======== RECORDS FOR THE TASK ========

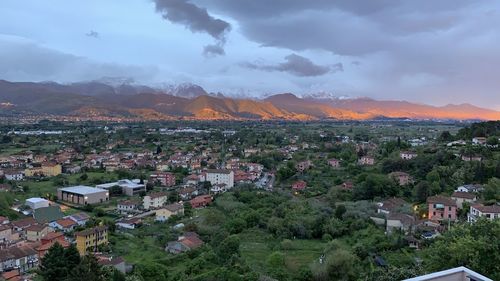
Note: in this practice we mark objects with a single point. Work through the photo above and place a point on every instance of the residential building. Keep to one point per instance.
(407, 155)
(13, 275)
(479, 141)
(21, 258)
(469, 188)
(49, 240)
(131, 223)
(398, 221)
(303, 165)
(35, 232)
(442, 208)
(36, 202)
(366, 160)
(80, 218)
(164, 179)
(479, 210)
(391, 205)
(335, 163)
(401, 178)
(184, 243)
(220, 177)
(463, 197)
(90, 239)
(218, 188)
(116, 262)
(200, 201)
(45, 169)
(66, 225)
(82, 195)
(129, 187)
(168, 211)
(469, 158)
(187, 193)
(347, 186)
(454, 274)
(21, 224)
(154, 200)
(299, 185)
(5, 233)
(128, 206)
(13, 175)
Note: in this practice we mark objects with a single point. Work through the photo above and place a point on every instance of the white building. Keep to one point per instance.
(217, 177)
(125, 207)
(35, 203)
(154, 200)
(479, 141)
(479, 210)
(14, 175)
(408, 155)
(454, 274)
(129, 187)
(469, 188)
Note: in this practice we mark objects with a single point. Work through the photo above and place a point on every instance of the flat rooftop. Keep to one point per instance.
(36, 200)
(82, 189)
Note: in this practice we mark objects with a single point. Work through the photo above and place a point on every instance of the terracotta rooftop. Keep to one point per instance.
(441, 200)
(466, 195)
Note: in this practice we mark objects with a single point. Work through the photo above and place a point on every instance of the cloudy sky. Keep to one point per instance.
(426, 51)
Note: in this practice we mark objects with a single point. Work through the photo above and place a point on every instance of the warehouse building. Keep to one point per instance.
(82, 195)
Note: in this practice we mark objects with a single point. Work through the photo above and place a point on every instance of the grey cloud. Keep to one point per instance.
(298, 66)
(24, 60)
(196, 19)
(213, 50)
(93, 34)
(344, 27)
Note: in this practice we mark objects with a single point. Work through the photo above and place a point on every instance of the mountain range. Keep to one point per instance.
(189, 101)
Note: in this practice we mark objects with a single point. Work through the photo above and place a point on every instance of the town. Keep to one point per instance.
(248, 200)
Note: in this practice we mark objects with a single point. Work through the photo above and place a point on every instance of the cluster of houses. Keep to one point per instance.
(24, 242)
(441, 210)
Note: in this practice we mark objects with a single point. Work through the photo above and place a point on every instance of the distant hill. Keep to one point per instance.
(97, 98)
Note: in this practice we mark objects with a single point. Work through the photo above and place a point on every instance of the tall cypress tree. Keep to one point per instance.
(53, 265)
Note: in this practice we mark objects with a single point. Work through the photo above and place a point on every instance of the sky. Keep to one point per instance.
(427, 51)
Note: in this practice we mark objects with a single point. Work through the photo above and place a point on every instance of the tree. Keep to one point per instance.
(492, 141)
(87, 269)
(53, 266)
(71, 256)
(492, 190)
(275, 264)
(84, 177)
(337, 265)
(445, 136)
(151, 271)
(340, 211)
(229, 247)
(115, 190)
(422, 191)
(474, 246)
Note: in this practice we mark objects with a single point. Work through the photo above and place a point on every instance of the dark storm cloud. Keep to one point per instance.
(213, 50)
(93, 34)
(344, 27)
(196, 19)
(298, 66)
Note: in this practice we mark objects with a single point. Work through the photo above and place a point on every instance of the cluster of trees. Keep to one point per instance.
(61, 264)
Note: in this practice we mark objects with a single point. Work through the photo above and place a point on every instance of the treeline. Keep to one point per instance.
(483, 129)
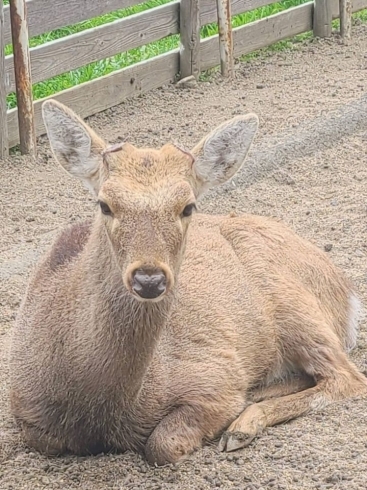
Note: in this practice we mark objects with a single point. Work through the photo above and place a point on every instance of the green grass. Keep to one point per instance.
(106, 66)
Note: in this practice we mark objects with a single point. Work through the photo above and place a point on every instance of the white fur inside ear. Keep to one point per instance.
(71, 143)
(225, 150)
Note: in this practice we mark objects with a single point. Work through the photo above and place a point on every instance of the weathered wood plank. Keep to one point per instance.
(45, 16)
(208, 8)
(22, 69)
(100, 94)
(225, 38)
(4, 150)
(357, 5)
(322, 18)
(71, 52)
(260, 34)
(345, 10)
(189, 38)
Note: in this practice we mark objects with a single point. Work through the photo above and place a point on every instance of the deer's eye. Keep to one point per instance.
(105, 208)
(188, 210)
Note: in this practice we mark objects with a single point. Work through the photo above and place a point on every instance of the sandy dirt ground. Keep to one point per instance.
(318, 185)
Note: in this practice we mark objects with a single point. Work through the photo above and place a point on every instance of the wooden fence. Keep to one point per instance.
(185, 18)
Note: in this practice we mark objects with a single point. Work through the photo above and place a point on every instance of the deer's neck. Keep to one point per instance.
(125, 331)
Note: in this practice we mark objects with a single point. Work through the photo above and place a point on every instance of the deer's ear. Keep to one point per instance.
(74, 144)
(222, 153)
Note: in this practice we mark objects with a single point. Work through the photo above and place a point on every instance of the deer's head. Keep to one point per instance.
(147, 197)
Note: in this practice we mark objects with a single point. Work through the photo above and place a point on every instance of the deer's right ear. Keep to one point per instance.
(74, 144)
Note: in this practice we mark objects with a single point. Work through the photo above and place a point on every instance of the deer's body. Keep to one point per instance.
(250, 303)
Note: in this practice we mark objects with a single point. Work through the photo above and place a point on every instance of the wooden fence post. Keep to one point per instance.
(345, 9)
(225, 37)
(22, 69)
(3, 106)
(190, 38)
(322, 18)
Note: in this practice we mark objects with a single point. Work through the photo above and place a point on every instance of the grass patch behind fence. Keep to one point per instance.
(128, 58)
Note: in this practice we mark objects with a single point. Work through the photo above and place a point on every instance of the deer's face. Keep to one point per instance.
(146, 205)
(147, 197)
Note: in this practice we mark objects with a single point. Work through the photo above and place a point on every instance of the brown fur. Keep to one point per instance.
(251, 331)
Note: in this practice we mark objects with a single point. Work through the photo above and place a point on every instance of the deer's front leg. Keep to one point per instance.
(176, 436)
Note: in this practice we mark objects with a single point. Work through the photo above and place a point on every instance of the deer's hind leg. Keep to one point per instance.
(317, 351)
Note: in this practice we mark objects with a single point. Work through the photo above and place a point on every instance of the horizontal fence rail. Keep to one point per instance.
(71, 52)
(74, 51)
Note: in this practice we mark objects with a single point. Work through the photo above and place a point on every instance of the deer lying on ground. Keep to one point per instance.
(154, 328)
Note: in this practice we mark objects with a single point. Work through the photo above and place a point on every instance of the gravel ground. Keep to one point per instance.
(318, 186)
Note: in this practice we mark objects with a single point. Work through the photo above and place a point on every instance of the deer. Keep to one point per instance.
(156, 329)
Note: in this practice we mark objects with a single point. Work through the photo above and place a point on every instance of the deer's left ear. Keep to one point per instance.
(74, 144)
(220, 155)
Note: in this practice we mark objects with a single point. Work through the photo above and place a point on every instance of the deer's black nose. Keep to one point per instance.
(149, 283)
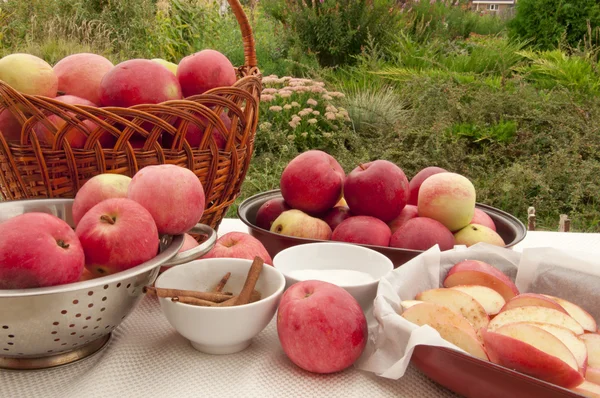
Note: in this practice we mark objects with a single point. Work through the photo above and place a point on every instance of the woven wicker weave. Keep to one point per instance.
(30, 170)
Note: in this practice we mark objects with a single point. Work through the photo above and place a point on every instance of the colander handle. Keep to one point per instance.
(196, 252)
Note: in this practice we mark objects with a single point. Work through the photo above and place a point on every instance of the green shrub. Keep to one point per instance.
(548, 23)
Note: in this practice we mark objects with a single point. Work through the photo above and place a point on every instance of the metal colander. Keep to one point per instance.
(45, 327)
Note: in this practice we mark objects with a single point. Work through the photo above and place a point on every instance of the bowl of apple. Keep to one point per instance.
(376, 206)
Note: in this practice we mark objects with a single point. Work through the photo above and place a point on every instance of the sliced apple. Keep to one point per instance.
(430, 313)
(474, 272)
(409, 303)
(533, 351)
(459, 302)
(570, 339)
(528, 299)
(579, 314)
(462, 338)
(588, 389)
(490, 299)
(535, 313)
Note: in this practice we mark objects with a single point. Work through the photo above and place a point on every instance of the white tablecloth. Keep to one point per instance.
(145, 357)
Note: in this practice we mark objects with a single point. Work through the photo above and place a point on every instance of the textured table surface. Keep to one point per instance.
(146, 358)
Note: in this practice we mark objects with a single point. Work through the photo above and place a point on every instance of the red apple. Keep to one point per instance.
(481, 217)
(321, 327)
(203, 71)
(96, 189)
(363, 229)
(421, 233)
(312, 182)
(172, 194)
(117, 234)
(239, 245)
(80, 75)
(38, 250)
(377, 189)
(138, 81)
(269, 211)
(335, 216)
(417, 180)
(409, 212)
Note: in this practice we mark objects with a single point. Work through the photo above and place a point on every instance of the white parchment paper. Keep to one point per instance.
(571, 275)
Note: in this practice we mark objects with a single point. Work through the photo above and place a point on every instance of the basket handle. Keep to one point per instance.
(247, 37)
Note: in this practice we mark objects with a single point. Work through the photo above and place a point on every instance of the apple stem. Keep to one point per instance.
(107, 219)
(62, 244)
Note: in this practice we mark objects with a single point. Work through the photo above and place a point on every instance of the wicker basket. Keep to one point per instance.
(31, 170)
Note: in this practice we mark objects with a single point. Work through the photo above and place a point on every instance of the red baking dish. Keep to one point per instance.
(510, 228)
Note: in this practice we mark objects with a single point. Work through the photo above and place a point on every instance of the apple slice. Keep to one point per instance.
(533, 351)
(579, 314)
(459, 302)
(474, 272)
(535, 313)
(527, 299)
(430, 313)
(490, 299)
(588, 389)
(570, 339)
(409, 303)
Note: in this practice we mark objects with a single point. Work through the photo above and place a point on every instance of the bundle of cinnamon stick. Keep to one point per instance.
(216, 297)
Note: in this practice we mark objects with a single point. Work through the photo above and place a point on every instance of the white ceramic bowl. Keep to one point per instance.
(220, 330)
(336, 256)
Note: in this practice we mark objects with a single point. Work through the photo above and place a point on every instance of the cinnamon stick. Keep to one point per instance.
(192, 300)
(209, 296)
(222, 283)
(250, 283)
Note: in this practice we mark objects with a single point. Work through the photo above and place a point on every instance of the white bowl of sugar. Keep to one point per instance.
(355, 268)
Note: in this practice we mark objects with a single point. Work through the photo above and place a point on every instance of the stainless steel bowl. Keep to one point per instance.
(50, 326)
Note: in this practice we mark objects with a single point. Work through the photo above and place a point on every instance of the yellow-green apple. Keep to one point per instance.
(377, 189)
(169, 65)
(588, 389)
(407, 213)
(535, 313)
(203, 71)
(321, 327)
(10, 127)
(448, 198)
(592, 343)
(74, 136)
(415, 183)
(421, 233)
(80, 75)
(490, 299)
(570, 339)
(482, 218)
(117, 234)
(430, 313)
(533, 351)
(296, 223)
(528, 299)
(29, 74)
(239, 245)
(138, 81)
(475, 233)
(172, 194)
(269, 211)
(38, 250)
(363, 230)
(312, 182)
(475, 272)
(579, 314)
(96, 189)
(459, 302)
(335, 216)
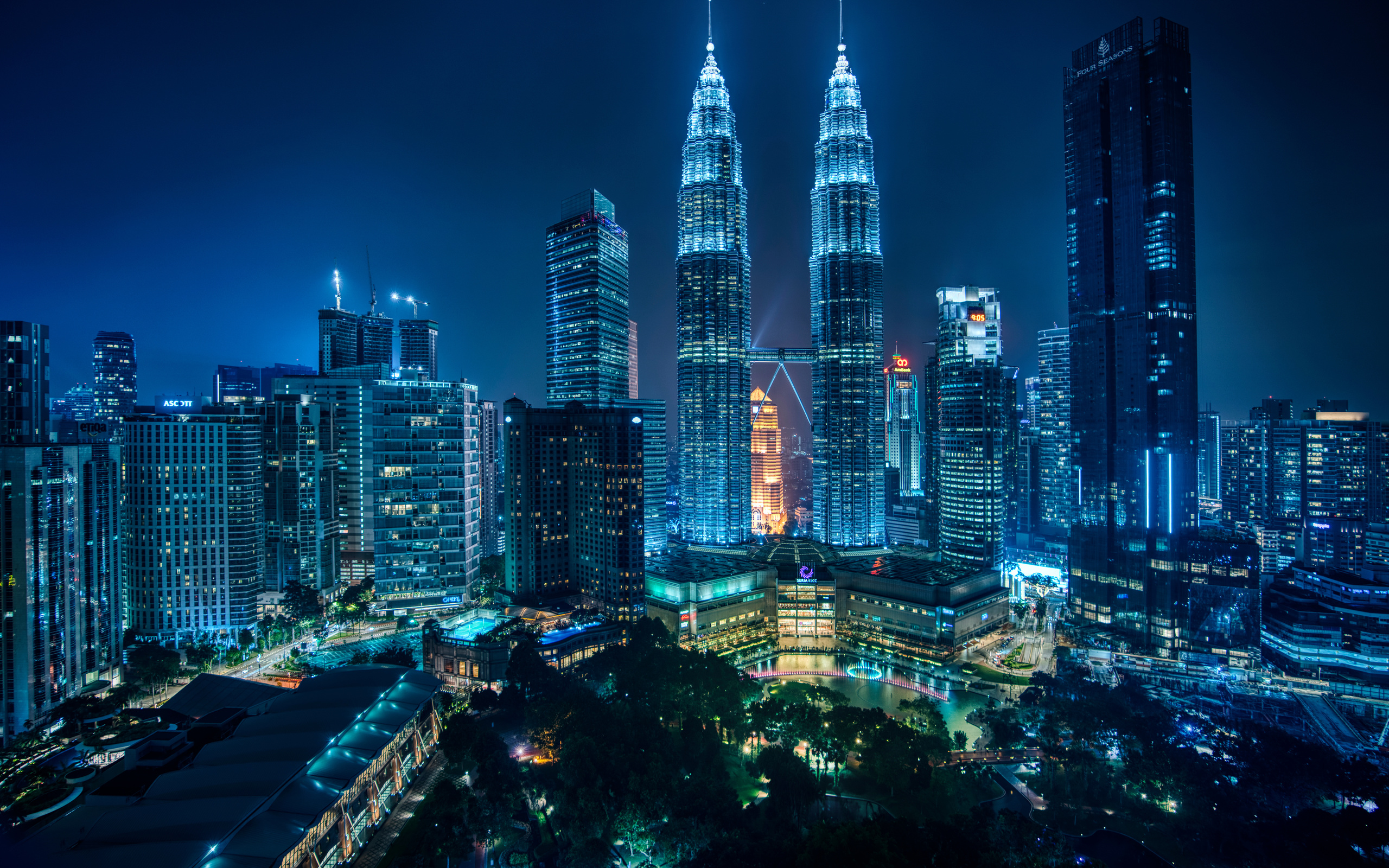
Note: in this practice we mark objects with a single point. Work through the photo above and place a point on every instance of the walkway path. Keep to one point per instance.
(386, 835)
(1009, 774)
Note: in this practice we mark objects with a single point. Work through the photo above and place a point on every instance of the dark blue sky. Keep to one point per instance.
(191, 173)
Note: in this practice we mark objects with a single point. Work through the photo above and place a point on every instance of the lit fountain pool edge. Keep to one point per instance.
(898, 682)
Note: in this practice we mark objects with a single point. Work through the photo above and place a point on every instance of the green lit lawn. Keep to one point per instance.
(745, 785)
(999, 678)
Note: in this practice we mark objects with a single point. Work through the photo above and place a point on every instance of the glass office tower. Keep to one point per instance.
(902, 430)
(1056, 494)
(846, 323)
(1131, 284)
(1207, 455)
(768, 505)
(195, 545)
(301, 477)
(60, 554)
(977, 428)
(713, 323)
(113, 374)
(585, 284)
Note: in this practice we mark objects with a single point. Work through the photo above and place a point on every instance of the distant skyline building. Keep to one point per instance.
(767, 485)
(375, 339)
(420, 348)
(348, 339)
(1056, 490)
(1030, 399)
(246, 382)
(587, 303)
(113, 374)
(24, 380)
(77, 405)
(1273, 409)
(492, 503)
(902, 428)
(1207, 455)
(410, 480)
(336, 339)
(846, 323)
(977, 428)
(713, 323)
(1308, 489)
(61, 554)
(631, 359)
(576, 506)
(1131, 285)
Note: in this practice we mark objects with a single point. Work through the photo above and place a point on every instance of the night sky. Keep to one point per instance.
(191, 174)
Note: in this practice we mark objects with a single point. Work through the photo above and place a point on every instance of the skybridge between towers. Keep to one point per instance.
(780, 358)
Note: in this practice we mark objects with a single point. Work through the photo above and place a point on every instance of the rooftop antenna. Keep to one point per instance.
(370, 282)
(413, 302)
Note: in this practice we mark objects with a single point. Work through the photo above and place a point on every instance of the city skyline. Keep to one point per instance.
(1244, 350)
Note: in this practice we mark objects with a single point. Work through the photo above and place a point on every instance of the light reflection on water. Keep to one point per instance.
(866, 693)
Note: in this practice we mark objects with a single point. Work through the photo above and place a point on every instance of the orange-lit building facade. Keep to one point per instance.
(768, 503)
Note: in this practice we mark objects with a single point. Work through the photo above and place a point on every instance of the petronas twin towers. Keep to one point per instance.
(715, 352)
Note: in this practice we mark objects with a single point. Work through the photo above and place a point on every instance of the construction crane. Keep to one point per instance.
(413, 302)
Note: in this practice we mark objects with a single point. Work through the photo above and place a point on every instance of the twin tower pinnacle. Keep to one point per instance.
(715, 353)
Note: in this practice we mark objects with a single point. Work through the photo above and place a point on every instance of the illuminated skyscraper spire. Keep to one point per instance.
(846, 321)
(713, 321)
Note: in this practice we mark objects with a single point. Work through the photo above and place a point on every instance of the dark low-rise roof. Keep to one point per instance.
(794, 551)
(685, 566)
(210, 692)
(247, 800)
(907, 569)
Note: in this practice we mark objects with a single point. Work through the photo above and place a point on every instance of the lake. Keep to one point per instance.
(867, 690)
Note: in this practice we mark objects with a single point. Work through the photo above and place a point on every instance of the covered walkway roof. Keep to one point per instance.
(247, 800)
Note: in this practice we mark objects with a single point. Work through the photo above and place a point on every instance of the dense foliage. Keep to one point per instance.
(1223, 794)
(649, 753)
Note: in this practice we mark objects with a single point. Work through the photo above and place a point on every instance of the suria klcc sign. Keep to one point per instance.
(1106, 59)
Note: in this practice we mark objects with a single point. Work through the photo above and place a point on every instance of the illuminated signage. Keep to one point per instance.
(1106, 59)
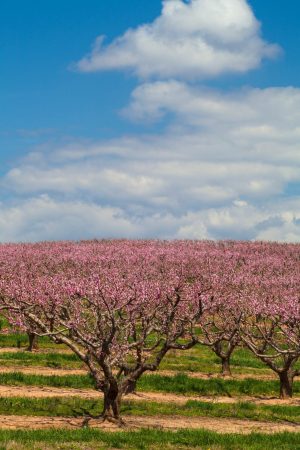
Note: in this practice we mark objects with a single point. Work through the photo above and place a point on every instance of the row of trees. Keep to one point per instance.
(121, 306)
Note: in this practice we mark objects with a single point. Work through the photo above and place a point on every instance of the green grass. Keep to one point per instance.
(57, 360)
(74, 407)
(180, 384)
(147, 439)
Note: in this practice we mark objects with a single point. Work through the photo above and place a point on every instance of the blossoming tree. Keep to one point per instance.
(119, 306)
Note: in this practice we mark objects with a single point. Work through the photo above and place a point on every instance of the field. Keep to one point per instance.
(45, 395)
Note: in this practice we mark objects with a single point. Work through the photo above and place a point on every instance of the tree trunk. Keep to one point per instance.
(112, 402)
(226, 371)
(33, 342)
(286, 384)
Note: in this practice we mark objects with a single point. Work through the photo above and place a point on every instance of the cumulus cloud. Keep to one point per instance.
(190, 39)
(225, 173)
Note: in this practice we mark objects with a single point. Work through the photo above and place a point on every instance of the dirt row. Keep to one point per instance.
(42, 370)
(159, 422)
(46, 392)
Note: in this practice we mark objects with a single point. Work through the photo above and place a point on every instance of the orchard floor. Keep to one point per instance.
(13, 363)
(49, 392)
(162, 423)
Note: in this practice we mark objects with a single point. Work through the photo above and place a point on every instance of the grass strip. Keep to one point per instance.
(75, 407)
(54, 360)
(146, 439)
(179, 383)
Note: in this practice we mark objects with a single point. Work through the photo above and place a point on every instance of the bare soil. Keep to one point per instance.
(42, 370)
(159, 422)
(44, 392)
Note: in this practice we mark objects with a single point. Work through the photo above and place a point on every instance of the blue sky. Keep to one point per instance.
(120, 122)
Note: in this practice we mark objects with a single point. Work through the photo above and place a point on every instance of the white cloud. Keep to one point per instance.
(190, 39)
(214, 178)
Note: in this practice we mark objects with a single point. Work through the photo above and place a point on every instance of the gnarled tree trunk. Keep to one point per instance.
(33, 342)
(286, 384)
(112, 402)
(226, 370)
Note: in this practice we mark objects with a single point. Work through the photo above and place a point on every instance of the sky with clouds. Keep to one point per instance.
(162, 119)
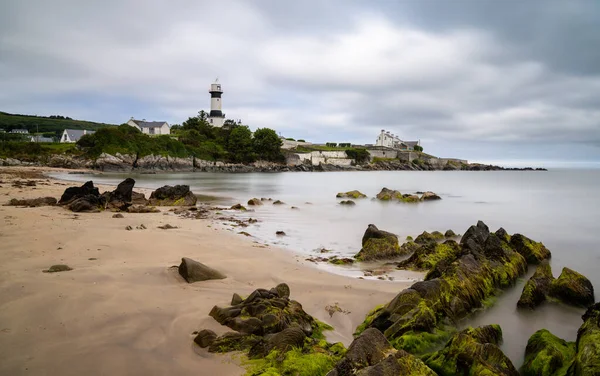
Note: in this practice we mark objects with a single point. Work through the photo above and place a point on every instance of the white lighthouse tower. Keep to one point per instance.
(216, 118)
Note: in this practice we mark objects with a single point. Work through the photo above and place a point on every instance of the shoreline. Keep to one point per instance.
(128, 311)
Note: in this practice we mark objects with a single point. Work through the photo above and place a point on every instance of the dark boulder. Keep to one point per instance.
(378, 244)
(88, 203)
(72, 193)
(179, 195)
(533, 251)
(537, 287)
(33, 202)
(193, 271)
(573, 288)
(205, 338)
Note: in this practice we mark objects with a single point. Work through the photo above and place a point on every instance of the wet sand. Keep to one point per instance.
(124, 309)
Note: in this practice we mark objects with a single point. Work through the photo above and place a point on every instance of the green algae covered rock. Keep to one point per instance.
(573, 288)
(534, 252)
(427, 256)
(547, 354)
(377, 245)
(473, 351)
(537, 287)
(370, 354)
(351, 194)
(389, 195)
(587, 358)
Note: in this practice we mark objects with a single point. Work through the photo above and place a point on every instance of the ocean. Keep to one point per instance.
(557, 207)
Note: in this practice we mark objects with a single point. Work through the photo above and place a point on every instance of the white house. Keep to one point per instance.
(150, 127)
(392, 141)
(73, 135)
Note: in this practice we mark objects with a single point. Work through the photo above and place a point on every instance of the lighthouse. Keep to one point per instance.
(216, 118)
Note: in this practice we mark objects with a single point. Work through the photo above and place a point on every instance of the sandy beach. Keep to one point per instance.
(123, 309)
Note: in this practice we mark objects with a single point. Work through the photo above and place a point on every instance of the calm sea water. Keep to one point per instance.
(558, 207)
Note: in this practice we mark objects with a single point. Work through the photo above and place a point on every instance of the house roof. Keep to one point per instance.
(75, 134)
(150, 124)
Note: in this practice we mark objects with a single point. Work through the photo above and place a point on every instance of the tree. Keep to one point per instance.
(239, 145)
(267, 145)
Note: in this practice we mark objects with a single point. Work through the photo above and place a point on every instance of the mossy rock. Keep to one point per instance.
(351, 194)
(426, 257)
(389, 195)
(537, 287)
(473, 351)
(547, 354)
(587, 358)
(573, 288)
(534, 252)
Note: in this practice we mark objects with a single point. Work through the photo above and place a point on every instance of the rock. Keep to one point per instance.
(473, 351)
(533, 252)
(426, 237)
(58, 268)
(351, 194)
(179, 195)
(205, 338)
(283, 290)
(88, 203)
(236, 299)
(33, 202)
(537, 287)
(142, 209)
(572, 288)
(121, 197)
(388, 195)
(72, 193)
(547, 354)
(166, 227)
(429, 196)
(449, 234)
(193, 271)
(378, 244)
(587, 358)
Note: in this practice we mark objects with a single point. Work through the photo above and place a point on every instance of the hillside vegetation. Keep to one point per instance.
(51, 126)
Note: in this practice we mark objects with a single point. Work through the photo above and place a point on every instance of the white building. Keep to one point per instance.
(73, 135)
(150, 127)
(216, 117)
(389, 140)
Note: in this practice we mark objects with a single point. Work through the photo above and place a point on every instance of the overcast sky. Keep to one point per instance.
(512, 81)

========

> _WHAT YOU WILL DO_:
Return exactly the lines of the data, and only those, from the line with "vegetation. Keep to one point per instance." through the last line, inclusive.

> _THE RESPONSE_:
Note: in this practice we mark objects with a single point. Work through the photo above and place a point on every instance of the hillside vegetation. Keep to one point per instance.
(51, 126)
Note: in this practice we mark objects with a single point. Work through the photo above and place a point on every instance of the white building. Keep to one point per instance.
(73, 135)
(150, 127)
(216, 117)
(389, 140)
Note: in this practice we mark objects with a single point. Work through the photo above and place a point on every instance of the overcast sky. Keep to one point per instance.
(512, 81)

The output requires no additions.